== Estratto del documento

Centinaia di studenti universitari sono sfilati in corteo all’interno della città universitaria della Sapienza, poi fino alla facoltà di psicologia, contro la repressione filosionista in università.


Continua la mobilitazione degli universitari per la liberazione della Palestina e contro il genocidio che da mesi Israele sta conducendo contro la popolazione della striscia di Gaza, col chiaro intento di farla sparire da quella terra.

Il coordinamento dei collettivi della Sapienza, insieme a varie correnti della sinistra universitaria, ha animato oggi pomeriggio un corteo che ha attraversato la città universitaria, con tanti slogan e cartelli contro la politica filosionista dell’università a Roma (e non solo), aperto dallo striscione “Sapienza for Palestine/Stop genocidio stop accordi”.

La Sapienza, infatti, come altri atenei, ha accordi con le università israeliane direttamente coinvolte nell’azione di costante pulizia etnica delle forze armate e dei coloni israeliani. Il tutto è strettamente legato alla collaborazione universitaria con l’industria militare (Leonardo in primis) e con punte di lancia dello sfruttamento, della devastazione ambientale edel saccheggio imperialista italiano all’estero come ENI, che è già pronta ad aggiudicarsi nuovi appalti di estrazione di idrocarburi al largo della costa palestinese in accordo con Israele.

La comunità di studenti, dottorandi e ricercatori, sin dallo scorso ottobre, tiene viva una campagna contro repressione, partecipazione al militarismo e copertura del genocidio sionista, attraverso assemblee, manifestazioni campagne di informazione, interventi negli organi accademici.

====

_Elenco compiti_:
A. Elenca le componenti della comunità universitaria che, secondo il testo sul corteo alla Sapienza, porta avanti la campagna dallo scorso ottobre.
B. Nel testo sul corteo alla Sapienza, fino a quale facoltà è arrivato il corteo?
C. Prosegui il testo sul corteo alla Sapienza dopo la sua ultima frase.

== Dati mostrati

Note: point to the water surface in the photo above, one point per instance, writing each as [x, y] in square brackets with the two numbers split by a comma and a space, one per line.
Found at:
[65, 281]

====

_Risultati attesi_:
A. Studenti, dottorandi, ricercatori

B. Fino alla facoltà di psicologia.

C.
Oggi, centinaia di persone ritrovatesi nel pratone centrale della Sapienza hanno raggiunto in corteo il rettorato per reclamare un cambio di posizione della rettrice Antonella Polimeni e dell’istituzione universitaria, rompendo col consenso pro-sionista che lo Stato cerca violentemente di imporre nel dibattito mediatico e tra la popolazione, per ora con scarsi risultati, fortunatamente.

La burocrazia universitaria si è rifiutata di accogliere anche solo una delegazione dei manifestanti durante il Senato accademico in corso. Così, la manifestazione è uscita dalla città universitaria, attraversando il quartiere universitario e quello di San Lorenzo, raggiungendo la facoltà di psicologia, dove l’ateneo recentemente aveva proibito un’assemblea di studenti e professori perché la sua locandina di lancio conteneva la parola “genocidio” e non prevedeva oratori schierati apertamente col sionismo.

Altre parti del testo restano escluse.